* [Requirements]: Return, word for word, every line that follows.
— START OF Task data —
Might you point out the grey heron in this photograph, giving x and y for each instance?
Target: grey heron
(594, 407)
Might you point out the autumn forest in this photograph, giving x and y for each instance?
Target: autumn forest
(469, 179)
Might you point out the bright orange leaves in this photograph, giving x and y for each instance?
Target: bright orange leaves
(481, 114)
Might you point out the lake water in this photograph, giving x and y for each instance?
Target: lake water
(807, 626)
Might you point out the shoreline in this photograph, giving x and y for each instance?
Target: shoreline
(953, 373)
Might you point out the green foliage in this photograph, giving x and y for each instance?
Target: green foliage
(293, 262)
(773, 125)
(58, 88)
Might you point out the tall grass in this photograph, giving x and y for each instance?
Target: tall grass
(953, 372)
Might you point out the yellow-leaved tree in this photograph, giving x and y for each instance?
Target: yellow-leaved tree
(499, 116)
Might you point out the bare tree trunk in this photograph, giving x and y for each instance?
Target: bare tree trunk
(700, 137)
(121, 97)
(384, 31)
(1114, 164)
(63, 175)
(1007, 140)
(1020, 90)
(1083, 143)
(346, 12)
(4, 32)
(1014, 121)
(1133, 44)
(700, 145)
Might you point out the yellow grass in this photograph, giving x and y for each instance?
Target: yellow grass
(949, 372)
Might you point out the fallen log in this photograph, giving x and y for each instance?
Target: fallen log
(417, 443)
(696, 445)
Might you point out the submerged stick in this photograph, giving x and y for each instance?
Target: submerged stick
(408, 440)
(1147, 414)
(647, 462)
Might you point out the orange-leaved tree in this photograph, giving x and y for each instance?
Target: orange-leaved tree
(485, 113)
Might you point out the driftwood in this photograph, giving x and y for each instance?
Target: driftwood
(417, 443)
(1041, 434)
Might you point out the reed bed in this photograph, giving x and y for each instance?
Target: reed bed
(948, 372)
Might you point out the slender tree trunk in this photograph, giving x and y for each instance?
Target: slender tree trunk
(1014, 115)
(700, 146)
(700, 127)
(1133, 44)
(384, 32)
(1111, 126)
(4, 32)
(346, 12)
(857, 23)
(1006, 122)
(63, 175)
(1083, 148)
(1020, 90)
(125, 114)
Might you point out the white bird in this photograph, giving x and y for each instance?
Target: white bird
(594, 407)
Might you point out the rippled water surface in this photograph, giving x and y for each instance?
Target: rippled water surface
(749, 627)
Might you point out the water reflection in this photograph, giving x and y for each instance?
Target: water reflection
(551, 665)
— END OF Task data —
* [Solved exercise]:
Might you point out the grey heron in this photograph, giving x and y for each instance?
Target: grey heron
(594, 407)
Might you point out the autumn forest in this photograph, giving x and y for each instance?
Target: autumn forest
(469, 179)
Might you point out the bright orange leaves in this photograph, giving x and y for each instance?
Target: bright orange leaves
(481, 114)
Might you point out the lake water in this photograph, giving x and y for each instance?
Target: lake water
(807, 626)
Might you point out the shoreline in this photograph, giving x and y for each instance?
Target: shoreline
(953, 373)
Might you point out the green foliage in this photograph, giving x and y for each instance?
Target: green foliage
(293, 262)
(773, 125)
(58, 88)
Might you point out the tall grass in this photograph, giving x and y for each instance?
Target: tall grass
(953, 372)
Might you point out the yellow-leaved tree in this photograph, giving x and y for each instance?
Target: yellow-leaved tree
(499, 116)
Might you point out the bare tree trunk in this photograph, giving x and y for each instance?
Target: bare tree trunk
(700, 137)
(121, 97)
(384, 31)
(1114, 164)
(63, 175)
(1007, 140)
(1020, 90)
(1083, 143)
(346, 12)
(4, 32)
(1014, 121)
(1133, 44)
(700, 145)
Might you point out the yellow grass in this photograph, giving x and y for each instance?
Target: yellow grass
(949, 372)
Might you point out the fallen log in this photograph, giving x and y for each instance?
Target: fallen log
(417, 443)
(696, 445)
Might you point out the submerged stick in this photograph, giving x and y for each instance?
Target: submerged stick
(408, 440)
(1147, 414)
(647, 462)
Might you point out the orange-leaved tree in this photograph, giving x and y for each instance?
Target: orange-leaved tree
(485, 113)
Might you point out the driftwood in this photograph, giving x and y for each instance?
Target: driftwood
(417, 443)
(1041, 434)
Might you point out the reed bed in this photograph, giving x and y for each instance?
Target: reed bed
(948, 372)
Might you point out the slender tree trunk in this photograph, giving x and y for each instance?
Target: slender tree trunk
(1014, 115)
(700, 146)
(700, 127)
(1133, 44)
(384, 32)
(1111, 126)
(4, 32)
(346, 12)
(857, 23)
(1006, 122)
(63, 175)
(1083, 148)
(1020, 90)
(125, 114)
Might you point out the white bird in this photograph, giving x and y for each instance?
Target: white bird
(594, 407)
Might you point out the rippled water surface in this photograph, giving x and y for each instance?
Target: rippled water surface
(749, 627)
Might you point out the water reflection in this photograph, giving x and y for each instance?
Target: water reflection
(551, 665)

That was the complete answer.